▸ **Cosa fare**
Ricopia senza modifiche le righe delle voci qui sotto: parti da quella che contiene "Target: brown vest" e fermati dopo quella che contiene "[(470, 56), (444, 16)]".

▸ **Voci dell'esercizio**
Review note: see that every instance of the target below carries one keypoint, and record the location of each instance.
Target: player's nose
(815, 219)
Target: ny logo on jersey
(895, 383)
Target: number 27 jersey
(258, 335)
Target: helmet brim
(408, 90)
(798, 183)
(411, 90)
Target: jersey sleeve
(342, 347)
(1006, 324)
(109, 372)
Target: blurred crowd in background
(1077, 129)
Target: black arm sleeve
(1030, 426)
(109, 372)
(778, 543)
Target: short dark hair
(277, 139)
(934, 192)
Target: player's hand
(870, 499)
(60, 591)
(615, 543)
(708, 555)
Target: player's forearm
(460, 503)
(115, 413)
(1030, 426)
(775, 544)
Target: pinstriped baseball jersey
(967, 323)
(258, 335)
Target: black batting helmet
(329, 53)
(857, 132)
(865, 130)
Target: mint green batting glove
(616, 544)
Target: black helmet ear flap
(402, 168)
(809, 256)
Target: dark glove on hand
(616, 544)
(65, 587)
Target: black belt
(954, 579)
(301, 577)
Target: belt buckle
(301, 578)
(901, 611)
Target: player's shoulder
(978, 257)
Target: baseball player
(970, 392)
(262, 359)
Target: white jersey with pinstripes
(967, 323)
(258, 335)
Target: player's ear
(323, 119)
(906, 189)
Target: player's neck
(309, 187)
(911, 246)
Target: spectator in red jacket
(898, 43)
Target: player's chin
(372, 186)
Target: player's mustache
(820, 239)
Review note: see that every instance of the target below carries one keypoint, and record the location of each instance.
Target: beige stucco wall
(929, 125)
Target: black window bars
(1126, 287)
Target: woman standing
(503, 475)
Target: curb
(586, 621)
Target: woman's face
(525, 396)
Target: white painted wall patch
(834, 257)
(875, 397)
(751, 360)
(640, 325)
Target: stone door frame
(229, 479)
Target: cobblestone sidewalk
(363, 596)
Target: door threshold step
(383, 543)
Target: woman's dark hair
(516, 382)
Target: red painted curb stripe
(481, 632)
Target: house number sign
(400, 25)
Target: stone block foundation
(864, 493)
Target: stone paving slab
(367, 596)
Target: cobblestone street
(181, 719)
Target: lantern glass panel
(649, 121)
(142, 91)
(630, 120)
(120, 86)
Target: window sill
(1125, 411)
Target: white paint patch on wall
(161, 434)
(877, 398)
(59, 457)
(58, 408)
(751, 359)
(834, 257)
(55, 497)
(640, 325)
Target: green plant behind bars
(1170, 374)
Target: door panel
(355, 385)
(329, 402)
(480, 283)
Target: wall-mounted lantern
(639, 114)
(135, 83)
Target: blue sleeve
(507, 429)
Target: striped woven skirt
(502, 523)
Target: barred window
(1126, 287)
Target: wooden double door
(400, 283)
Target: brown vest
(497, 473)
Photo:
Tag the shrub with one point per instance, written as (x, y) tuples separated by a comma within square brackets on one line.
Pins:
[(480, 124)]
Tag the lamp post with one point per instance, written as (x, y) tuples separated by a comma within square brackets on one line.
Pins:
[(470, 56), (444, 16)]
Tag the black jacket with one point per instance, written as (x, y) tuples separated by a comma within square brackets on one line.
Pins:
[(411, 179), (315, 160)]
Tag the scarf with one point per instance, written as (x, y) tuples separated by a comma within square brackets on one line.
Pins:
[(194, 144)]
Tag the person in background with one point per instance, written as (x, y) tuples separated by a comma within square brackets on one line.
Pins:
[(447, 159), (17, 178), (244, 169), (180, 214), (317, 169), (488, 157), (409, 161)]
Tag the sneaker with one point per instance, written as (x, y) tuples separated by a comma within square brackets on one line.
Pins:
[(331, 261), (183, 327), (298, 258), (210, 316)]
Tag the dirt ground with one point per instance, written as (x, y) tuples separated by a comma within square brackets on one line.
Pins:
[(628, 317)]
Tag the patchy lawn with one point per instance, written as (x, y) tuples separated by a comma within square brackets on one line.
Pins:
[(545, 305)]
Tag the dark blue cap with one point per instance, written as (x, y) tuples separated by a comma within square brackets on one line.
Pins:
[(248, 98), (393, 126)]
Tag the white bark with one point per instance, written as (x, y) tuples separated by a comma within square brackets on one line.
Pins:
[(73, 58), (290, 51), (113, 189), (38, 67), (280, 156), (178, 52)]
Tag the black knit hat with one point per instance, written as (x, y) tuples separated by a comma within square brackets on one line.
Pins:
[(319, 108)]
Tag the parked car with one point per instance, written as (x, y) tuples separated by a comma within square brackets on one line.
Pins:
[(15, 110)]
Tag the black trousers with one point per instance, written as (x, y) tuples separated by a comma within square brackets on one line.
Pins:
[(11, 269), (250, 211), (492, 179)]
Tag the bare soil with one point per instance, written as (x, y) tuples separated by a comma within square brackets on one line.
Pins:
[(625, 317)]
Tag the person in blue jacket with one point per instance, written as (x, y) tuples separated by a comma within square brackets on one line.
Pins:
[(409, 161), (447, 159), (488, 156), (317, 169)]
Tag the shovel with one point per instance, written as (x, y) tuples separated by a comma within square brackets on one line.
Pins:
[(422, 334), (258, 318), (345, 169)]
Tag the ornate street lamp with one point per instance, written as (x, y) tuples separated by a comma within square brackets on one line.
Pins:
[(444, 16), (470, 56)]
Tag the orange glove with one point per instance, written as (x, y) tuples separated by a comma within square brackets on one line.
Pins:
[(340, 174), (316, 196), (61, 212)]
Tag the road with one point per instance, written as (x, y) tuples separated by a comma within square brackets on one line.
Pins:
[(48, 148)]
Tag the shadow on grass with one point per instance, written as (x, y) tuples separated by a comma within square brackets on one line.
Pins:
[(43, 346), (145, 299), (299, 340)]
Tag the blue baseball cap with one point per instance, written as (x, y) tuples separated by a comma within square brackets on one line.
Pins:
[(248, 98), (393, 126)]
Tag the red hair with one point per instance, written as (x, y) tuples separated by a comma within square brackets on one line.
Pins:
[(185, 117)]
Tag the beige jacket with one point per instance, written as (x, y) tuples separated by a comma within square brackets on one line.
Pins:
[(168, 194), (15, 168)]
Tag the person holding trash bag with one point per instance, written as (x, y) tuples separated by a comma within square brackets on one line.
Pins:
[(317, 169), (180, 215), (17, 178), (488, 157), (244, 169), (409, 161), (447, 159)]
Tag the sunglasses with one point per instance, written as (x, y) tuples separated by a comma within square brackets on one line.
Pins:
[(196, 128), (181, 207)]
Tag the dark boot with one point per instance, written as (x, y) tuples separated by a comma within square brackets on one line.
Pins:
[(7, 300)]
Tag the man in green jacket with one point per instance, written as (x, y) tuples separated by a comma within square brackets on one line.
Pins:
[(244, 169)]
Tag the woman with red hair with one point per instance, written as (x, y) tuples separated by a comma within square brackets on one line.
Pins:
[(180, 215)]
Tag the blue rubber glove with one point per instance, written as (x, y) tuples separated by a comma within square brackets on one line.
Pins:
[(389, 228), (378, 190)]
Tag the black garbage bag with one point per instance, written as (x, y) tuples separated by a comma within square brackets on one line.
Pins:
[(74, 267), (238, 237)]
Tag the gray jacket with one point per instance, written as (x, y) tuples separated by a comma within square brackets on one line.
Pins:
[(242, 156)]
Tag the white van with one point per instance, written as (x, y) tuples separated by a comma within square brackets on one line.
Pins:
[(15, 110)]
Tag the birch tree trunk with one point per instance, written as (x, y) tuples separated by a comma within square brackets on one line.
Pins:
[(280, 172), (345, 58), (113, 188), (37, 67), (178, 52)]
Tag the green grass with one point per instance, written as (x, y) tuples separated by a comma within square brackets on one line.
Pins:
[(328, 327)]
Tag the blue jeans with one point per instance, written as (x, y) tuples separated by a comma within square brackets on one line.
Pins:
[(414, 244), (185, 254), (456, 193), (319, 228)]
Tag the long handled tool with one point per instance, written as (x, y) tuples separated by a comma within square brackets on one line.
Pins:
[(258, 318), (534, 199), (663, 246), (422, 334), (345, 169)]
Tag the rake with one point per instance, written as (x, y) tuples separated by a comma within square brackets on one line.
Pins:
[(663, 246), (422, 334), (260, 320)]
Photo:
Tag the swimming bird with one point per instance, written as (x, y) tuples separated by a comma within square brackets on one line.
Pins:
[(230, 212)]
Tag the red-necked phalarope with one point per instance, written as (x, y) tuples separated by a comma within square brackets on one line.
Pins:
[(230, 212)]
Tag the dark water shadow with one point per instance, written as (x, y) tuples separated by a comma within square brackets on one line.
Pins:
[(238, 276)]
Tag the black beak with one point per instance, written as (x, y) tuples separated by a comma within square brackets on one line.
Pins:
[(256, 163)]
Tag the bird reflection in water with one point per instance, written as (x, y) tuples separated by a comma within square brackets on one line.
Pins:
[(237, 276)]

▸ **Risposta**
Target: brown vest
(497, 473)
Photo:
Tag the shrub with one point per instance, written as (x, y) tuples separated by a comma within square brackets on one line.
Pins:
[(480, 124)]
Tag the lamp post with one point per instance, written as (x, y) tuples separated by a comma within square brackets on one line.
Pins:
[(470, 56), (444, 16)]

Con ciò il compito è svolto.